### Problem details
Count the lines in the listing below that contain the string "dark", matching case exactly. Reply with the number only.

### Material supplied

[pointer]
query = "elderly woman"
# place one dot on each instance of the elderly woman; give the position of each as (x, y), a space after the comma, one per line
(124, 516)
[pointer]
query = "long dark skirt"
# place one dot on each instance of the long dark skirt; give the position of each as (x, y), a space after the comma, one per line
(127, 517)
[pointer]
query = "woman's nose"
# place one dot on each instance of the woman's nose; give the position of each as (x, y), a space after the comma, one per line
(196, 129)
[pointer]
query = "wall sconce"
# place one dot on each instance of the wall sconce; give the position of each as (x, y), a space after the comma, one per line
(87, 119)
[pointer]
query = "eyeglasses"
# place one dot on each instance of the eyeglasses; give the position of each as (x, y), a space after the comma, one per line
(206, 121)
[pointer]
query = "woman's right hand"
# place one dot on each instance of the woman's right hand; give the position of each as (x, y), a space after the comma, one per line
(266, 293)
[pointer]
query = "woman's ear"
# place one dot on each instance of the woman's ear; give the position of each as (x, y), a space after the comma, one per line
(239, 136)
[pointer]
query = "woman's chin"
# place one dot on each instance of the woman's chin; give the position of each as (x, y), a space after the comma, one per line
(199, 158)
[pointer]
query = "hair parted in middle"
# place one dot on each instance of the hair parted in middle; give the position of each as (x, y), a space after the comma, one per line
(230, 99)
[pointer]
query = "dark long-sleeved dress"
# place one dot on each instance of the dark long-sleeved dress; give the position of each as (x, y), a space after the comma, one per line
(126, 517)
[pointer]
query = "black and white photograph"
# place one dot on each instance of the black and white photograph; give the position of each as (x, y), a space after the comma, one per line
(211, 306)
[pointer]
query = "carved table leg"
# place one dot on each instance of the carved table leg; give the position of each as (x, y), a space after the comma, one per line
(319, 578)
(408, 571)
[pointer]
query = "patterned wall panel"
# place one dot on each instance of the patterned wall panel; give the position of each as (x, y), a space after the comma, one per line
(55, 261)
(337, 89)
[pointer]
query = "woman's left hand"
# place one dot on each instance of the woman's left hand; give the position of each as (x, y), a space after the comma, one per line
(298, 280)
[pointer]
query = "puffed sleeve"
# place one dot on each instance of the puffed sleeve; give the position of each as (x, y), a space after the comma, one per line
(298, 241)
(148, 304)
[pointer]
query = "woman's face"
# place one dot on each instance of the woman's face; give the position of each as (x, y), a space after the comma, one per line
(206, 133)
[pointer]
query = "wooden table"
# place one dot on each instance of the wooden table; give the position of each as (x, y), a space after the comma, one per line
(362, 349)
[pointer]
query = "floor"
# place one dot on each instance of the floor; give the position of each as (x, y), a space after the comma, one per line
---
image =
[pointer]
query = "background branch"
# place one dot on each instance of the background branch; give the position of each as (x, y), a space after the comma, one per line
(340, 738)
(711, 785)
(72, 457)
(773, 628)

### Full response
4